[START OF Listed records]
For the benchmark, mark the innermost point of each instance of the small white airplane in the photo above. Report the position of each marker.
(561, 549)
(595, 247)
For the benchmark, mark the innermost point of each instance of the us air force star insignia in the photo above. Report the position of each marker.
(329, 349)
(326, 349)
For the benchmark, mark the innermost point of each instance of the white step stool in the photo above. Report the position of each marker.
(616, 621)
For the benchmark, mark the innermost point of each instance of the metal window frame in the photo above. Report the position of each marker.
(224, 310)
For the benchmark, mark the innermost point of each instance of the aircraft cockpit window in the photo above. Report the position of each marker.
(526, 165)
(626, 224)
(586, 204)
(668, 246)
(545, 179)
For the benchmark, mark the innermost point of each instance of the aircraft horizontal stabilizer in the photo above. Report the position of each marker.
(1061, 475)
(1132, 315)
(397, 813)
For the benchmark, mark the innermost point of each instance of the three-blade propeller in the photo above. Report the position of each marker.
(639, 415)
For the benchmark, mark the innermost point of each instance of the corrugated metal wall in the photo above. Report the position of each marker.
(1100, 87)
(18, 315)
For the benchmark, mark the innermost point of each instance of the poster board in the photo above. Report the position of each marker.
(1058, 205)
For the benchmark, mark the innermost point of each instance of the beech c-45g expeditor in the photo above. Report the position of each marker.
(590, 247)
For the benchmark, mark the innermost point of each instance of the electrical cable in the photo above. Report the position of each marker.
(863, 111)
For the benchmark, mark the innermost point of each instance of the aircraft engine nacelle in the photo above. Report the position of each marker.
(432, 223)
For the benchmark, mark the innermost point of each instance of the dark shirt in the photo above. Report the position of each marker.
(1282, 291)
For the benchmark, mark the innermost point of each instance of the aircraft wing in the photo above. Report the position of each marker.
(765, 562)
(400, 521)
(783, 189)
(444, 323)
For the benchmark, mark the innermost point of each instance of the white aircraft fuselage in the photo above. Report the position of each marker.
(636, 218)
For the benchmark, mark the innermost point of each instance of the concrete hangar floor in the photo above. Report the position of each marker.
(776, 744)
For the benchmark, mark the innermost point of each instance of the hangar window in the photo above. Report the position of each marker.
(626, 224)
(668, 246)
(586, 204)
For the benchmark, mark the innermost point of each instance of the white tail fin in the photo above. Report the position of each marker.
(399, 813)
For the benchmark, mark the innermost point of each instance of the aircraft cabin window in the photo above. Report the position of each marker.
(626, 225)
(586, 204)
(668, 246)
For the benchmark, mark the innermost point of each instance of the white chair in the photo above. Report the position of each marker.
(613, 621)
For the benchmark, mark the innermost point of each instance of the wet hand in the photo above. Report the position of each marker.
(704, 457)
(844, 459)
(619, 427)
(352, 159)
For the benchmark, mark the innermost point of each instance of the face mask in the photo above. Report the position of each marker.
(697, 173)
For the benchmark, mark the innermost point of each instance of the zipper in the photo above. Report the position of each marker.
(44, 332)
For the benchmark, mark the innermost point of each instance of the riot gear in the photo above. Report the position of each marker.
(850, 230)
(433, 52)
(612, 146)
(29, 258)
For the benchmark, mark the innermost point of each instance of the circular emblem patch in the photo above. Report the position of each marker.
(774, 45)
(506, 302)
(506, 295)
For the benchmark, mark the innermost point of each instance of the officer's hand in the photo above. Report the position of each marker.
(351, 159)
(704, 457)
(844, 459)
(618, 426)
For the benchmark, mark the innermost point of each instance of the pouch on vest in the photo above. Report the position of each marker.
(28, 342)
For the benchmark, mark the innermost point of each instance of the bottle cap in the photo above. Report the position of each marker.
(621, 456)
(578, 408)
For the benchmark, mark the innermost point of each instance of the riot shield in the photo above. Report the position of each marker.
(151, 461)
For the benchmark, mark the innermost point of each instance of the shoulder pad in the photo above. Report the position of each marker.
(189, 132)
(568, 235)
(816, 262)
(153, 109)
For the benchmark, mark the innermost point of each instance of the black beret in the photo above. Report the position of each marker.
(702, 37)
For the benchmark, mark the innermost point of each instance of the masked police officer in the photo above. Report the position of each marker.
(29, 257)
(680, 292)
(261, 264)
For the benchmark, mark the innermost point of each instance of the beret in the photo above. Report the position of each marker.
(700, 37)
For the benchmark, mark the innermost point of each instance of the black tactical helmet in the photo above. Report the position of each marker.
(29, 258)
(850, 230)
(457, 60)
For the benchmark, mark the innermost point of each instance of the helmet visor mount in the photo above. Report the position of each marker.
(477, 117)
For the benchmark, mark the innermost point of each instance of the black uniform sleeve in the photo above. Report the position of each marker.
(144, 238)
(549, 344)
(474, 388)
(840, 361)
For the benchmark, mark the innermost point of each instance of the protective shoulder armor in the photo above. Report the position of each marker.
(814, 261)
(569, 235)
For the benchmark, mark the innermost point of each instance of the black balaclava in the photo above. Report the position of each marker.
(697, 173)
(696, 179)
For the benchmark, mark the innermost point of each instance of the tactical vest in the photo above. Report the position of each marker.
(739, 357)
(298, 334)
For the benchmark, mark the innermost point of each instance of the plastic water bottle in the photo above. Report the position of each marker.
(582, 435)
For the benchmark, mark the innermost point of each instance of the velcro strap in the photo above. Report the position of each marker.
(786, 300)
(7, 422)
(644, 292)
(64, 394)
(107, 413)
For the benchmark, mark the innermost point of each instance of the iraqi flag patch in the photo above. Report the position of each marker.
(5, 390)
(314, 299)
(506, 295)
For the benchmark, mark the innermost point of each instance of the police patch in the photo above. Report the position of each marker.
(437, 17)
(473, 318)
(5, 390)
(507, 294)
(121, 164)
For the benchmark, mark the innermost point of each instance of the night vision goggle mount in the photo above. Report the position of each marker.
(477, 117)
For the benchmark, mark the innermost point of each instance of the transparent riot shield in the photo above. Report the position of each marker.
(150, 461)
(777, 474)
[END OF Listed records]
What to work on:
Could you put the lines above, starting with the line containing "of the metal" and going on through the line containing "(1058, 205)", into a numbered list, leaving out any blank lines?

Finished task:
1. For the benchmark, mark the innermost point of each instance of the metal window frame in the photo above. Report the position of each marker.
2. (224, 310)
3. For the benchmark, mark the innermost point of each instance of the aircraft cockpit window in the photo above. Report the position of each marker.
4. (526, 165)
5. (626, 224)
6. (586, 204)
7. (668, 246)
8. (545, 179)
9. For the benchmark, mark the innermost point of each instance of the aircraft horizontal stabilizer in the photo above. Report the position of each marker.
10. (1061, 475)
11. (1132, 315)
12. (397, 813)
13. For the benchmark, mark the innermost point of each instance of the three-blade propeller in the photo above. Report the position of each marker.
14. (639, 415)
15. For the benchmark, mark the innermost point of each instance of the corrugated metal wall in the photo above. Report the position of each marker.
16. (1100, 87)
17. (18, 315)
18. For the benchmark, mark the innermost point of each instance of the poster board in the photo above. Report the position of each marker.
19. (1058, 205)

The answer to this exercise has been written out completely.